Rewrite all the records below, replacing every "marker" with "point" and changing nothing else. Leave the pictures out of your answer.

** start of Extracted material **

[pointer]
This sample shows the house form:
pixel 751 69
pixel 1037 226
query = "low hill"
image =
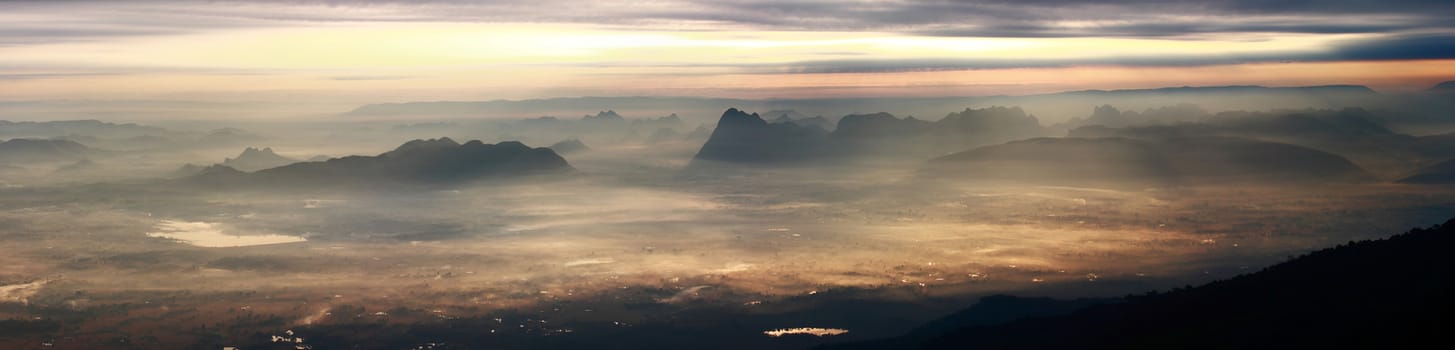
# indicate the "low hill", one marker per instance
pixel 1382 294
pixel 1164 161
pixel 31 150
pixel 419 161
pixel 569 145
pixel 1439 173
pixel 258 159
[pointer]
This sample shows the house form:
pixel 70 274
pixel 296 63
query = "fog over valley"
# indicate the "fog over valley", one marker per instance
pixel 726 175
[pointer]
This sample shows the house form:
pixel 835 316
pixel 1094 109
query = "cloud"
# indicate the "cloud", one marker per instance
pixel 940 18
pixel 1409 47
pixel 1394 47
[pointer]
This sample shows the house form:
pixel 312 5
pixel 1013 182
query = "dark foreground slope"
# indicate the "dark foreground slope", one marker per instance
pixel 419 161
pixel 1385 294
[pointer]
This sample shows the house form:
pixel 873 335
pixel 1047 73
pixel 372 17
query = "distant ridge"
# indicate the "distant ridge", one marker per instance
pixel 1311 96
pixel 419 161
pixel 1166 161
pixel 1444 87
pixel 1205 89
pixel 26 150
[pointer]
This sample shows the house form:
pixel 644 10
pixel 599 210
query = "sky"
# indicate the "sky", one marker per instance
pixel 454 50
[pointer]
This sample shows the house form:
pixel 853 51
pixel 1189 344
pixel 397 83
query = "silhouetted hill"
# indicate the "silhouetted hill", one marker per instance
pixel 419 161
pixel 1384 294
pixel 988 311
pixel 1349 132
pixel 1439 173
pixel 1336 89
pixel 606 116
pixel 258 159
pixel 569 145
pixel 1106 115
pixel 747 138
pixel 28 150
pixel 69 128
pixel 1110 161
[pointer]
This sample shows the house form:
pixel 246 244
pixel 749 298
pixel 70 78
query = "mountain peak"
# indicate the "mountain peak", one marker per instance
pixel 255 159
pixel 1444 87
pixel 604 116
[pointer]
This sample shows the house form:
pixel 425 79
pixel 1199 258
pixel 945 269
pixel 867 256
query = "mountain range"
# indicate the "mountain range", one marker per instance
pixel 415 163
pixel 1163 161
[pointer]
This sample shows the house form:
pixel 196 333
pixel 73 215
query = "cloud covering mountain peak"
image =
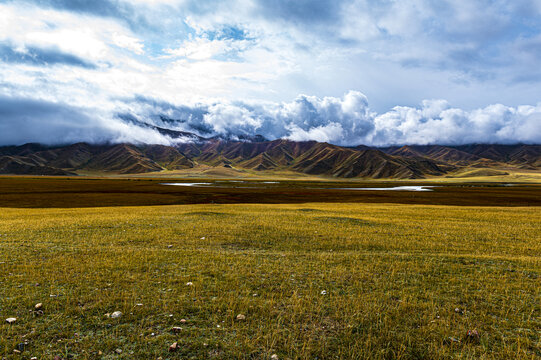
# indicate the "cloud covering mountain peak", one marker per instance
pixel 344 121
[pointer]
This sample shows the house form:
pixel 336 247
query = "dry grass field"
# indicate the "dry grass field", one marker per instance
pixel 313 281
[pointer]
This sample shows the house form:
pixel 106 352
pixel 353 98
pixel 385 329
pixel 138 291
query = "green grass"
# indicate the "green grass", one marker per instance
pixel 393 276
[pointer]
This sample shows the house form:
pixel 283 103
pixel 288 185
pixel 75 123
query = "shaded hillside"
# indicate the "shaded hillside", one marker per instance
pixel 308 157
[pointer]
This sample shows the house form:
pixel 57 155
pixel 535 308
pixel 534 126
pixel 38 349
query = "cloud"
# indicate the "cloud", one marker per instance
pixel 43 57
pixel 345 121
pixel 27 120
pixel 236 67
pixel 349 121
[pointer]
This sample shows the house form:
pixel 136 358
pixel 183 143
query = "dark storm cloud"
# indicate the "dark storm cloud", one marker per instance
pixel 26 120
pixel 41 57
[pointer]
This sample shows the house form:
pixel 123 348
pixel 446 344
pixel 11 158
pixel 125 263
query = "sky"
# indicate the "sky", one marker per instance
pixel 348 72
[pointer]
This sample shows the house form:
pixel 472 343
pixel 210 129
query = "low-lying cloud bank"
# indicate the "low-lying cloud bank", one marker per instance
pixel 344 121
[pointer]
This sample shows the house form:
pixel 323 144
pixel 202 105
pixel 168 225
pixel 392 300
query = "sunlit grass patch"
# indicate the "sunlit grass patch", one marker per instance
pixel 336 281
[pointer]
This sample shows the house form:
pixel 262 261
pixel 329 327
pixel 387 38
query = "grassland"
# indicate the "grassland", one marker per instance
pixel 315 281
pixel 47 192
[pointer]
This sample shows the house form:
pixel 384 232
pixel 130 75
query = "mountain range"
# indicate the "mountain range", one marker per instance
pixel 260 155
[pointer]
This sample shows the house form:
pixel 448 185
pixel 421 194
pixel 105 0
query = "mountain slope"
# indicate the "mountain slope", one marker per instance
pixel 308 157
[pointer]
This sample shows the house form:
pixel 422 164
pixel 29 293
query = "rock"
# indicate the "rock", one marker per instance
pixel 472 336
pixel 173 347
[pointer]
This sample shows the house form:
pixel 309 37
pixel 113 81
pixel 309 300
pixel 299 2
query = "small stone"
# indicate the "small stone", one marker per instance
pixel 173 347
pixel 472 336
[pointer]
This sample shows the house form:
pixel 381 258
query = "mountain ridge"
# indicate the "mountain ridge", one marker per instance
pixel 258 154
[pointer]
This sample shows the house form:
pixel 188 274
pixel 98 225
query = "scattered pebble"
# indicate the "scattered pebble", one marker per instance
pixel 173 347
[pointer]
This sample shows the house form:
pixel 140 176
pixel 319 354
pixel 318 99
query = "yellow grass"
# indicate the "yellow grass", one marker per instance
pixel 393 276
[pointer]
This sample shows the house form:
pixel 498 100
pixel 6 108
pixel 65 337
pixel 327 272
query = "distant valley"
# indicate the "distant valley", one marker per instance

** end of Extracted material **

Response:
[pointer]
This sample shows the house form:
pixel 751 69
pixel 1037 226
query = "low hill"
image =
# indicate the "low hill", one point per instance
pixel 1382 294
pixel 1164 161
pixel 31 150
pixel 419 161
pixel 569 145
pixel 1439 173
pixel 258 159
[pointer]
This sample shows the house form:
pixel 70 274
pixel 296 63
query = "fog over valley"
# indicate the "fog over valley", one point per instance
pixel 726 175
[pointer]
This sample shows the house form:
pixel 835 316
pixel 1094 109
query = "cloud"
# indicate the "cloud", one point per instance
pixel 940 18
pixel 1409 47
pixel 1394 47
[pointer]
This sample shows the house form:
pixel 312 5
pixel 1013 182
query = "dark foreground slope"
# indicate the "dark foreground slope", one point per instance
pixel 419 161
pixel 1385 294
[pointer]
This sample shows the house form:
pixel 873 335
pixel 1047 73
pixel 372 17
query = "distant ridge"
# indicate the "distant ridge", one point per instance
pixel 1311 96
pixel 419 161
pixel 1166 161
pixel 1444 87
pixel 1205 89
pixel 26 150
[pointer]
This sample shows the house form:
pixel 644 10
pixel 599 210
query = "sky"
# indicate the "sky", one point per instance
pixel 454 50
[pointer]
This sample shows the house form:
pixel 853 51
pixel 1189 344
pixel 397 83
query = "silhouetted hill"
# indicate the "silhouetted hill", one point per instance
pixel 419 161
pixel 1384 294
pixel 988 311
pixel 1349 132
pixel 1439 173
pixel 1336 89
pixel 606 116
pixel 258 159
pixel 569 145
pixel 1106 115
pixel 747 138
pixel 28 150
pixel 69 128
pixel 1110 161
[pointer]
This sample shows the house form:
pixel 246 244
pixel 749 298
pixel 70 78
query = "mountain peak"
# indicate the "mountain peak", one point per instance
pixel 255 159
pixel 1444 87
pixel 604 116
[pointer]
This sample shows the house form:
pixel 425 79
pixel 1199 258
pixel 945 269
pixel 867 256
query = "mountain range"
# indicate the "mountain range", one point per instance
pixel 415 163
pixel 1163 161
[pointer]
This sample shows the house form:
pixel 196 333
pixel 73 215
query = "cloud covering mountain peak"
image =
# indicate the "cloud covering mountain peak", one point per instance
pixel 344 121
[pointer]
This sample shows the house form:
pixel 336 247
query = "dry grass field"
# indicate the "dry grass field", one point per instance
pixel 313 281
[pointer]
This sample shows the house form:
pixel 106 352
pixel 353 98
pixel 385 329
pixel 138 291
query = "green grass"
# indicate the "green grass", one point per instance
pixel 393 276
[pointer]
This sample shows the house form:
pixel 283 103
pixel 288 185
pixel 75 123
query = "shaded hillside"
# indicate the "shaded hillside", one point per instance
pixel 308 157
[pointer]
This sample shows the house form:
pixel 57 155
pixel 535 308
pixel 534 126
pixel 38 349
query = "cloud"
# indicate the "cloud", one point per instance
pixel 43 57
pixel 345 121
pixel 27 120
pixel 236 67
pixel 349 121
[pointer]
This sample shows the house form:
pixel 136 358
pixel 183 143
query = "dark storm cloud"
# indicate the "dark storm cloud", one point per instance
pixel 26 120
pixel 41 57
[pointer]
This sample shows the house form:
pixel 123 348
pixel 446 344
pixel 11 158
pixel 125 263
query = "sky"
# indicate the "sky", one point per instance
pixel 348 72
[pointer]
This sample shows the house form:
pixel 472 343
pixel 210 129
query = "low-lying cloud bank"
# indicate the "low-lying cloud bank", one point per instance
pixel 344 121
[pointer]
This sample shows the house form:
pixel 323 144
pixel 202 105
pixel 168 225
pixel 392 300
query = "sunlit grass patch"
# indicate the "sunlit grass patch", one point per instance
pixel 336 281
[pointer]
This sample shows the house form:
pixel 262 261
pixel 329 327
pixel 387 38
query = "grassland"
# indicate the "grassland", one point per instance
pixel 315 281
pixel 47 192
[pointer]
This sample shows the house form:
pixel 384 232
pixel 130 75
query = "mountain range"
# indicate the "mountain range", one point per instance
pixel 260 155
[pointer]
This sample shows the house form:
pixel 448 185
pixel 421 194
pixel 105 0
query = "mountain slope"
# indicate the "mountain slope", one point per instance
pixel 308 157
[pointer]
This sample shows the house form:
pixel 422 164
pixel 29 293
query = "rock"
# indicate the "rock", one point per instance
pixel 472 336
pixel 173 347
[pointer]
This sample shows the house form:
pixel 309 37
pixel 113 81
pixel 309 300
pixel 299 2
query = "small stone"
# indicate the "small stone", one point per instance
pixel 173 347
pixel 472 336
[pointer]
This sample shows the house form:
pixel 381 258
query = "mountain ridge"
# indicate the "mountain ridge", one point per instance
pixel 258 154
[pointer]
This sample shows the house form:
pixel 188 274
pixel 98 225
query = "scattered pebble"
# indicate the "scattered pebble", one point per instance
pixel 173 347
[pointer]
This sample shows the house form:
pixel 140 176
pixel 319 354
pixel 318 99
query = "yellow grass"
# indicate the "yellow grass", one point per instance
pixel 393 276
[pointer]
This sample shows the house form:
pixel 498 100
pixel 6 108
pixel 65 337
pixel 327 272
query = "distant valley"
# indicate the "distant valley", one point per instance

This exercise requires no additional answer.